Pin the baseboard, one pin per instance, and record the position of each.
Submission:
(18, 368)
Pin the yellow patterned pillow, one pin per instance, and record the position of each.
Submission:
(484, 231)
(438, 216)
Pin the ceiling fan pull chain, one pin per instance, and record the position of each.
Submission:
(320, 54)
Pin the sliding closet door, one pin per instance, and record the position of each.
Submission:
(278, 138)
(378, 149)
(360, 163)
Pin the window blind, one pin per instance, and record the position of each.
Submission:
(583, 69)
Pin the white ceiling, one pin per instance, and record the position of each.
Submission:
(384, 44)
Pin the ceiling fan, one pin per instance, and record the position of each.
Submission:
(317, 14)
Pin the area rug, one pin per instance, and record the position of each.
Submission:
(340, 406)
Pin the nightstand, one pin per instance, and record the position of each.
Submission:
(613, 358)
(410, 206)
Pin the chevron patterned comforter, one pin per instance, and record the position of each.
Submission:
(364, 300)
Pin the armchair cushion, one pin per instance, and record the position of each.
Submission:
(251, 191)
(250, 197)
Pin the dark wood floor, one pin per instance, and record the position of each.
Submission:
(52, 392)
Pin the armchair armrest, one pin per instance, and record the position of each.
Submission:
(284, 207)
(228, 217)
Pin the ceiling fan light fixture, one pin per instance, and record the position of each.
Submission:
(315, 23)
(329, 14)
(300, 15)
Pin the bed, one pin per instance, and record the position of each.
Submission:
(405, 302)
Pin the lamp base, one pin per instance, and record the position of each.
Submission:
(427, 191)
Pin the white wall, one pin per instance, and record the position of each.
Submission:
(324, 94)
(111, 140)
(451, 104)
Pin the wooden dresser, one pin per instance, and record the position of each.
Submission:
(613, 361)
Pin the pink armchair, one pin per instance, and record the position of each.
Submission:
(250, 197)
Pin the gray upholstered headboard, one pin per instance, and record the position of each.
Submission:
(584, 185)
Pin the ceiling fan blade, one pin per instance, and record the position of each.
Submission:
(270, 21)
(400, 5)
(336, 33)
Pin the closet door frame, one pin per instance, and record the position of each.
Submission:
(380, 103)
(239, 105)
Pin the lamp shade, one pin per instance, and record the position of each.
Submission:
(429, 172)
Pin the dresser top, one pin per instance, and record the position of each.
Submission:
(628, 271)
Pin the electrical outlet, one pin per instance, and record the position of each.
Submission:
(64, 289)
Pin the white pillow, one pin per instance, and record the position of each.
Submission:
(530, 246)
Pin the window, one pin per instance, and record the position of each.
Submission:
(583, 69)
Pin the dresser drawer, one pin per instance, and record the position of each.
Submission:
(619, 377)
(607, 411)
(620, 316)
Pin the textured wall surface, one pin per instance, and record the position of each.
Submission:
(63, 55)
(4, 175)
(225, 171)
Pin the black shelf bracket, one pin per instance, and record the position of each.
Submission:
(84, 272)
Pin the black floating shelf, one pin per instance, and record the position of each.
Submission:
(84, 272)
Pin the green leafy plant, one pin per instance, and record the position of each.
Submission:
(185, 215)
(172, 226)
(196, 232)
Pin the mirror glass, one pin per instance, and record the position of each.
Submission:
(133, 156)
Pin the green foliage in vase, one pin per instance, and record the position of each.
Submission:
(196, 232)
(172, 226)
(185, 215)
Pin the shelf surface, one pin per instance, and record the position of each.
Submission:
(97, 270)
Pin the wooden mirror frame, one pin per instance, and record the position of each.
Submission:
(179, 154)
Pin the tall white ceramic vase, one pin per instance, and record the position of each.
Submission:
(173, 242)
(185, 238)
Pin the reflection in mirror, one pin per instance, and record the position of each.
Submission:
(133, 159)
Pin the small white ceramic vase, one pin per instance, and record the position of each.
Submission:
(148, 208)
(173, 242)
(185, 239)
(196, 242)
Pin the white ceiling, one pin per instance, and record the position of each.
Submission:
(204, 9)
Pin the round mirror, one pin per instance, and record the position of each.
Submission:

_ _ _

• Polecenie:
Podaj jako tablicę JSON z napisami wszystko od wiersza zawierającego "Pin the small" do samego końca zestawienia, po jednym napisie na każdy wiersz i bez pustych wierszy.

• Odpowiedź:
[
  "Pin the small white ceramic vase, one pin per instance, and record the position of each.",
  "Submission:",
  "(148, 208)",
  "(173, 242)",
  "(185, 239)",
  "(196, 242)",
  "Pin the white ceiling, one pin per instance, and record the position of each.",
  "Submission:",
  "(204, 9)",
  "Pin the round mirror, one pin per instance, and record the position of each.",
  "Submission:"
]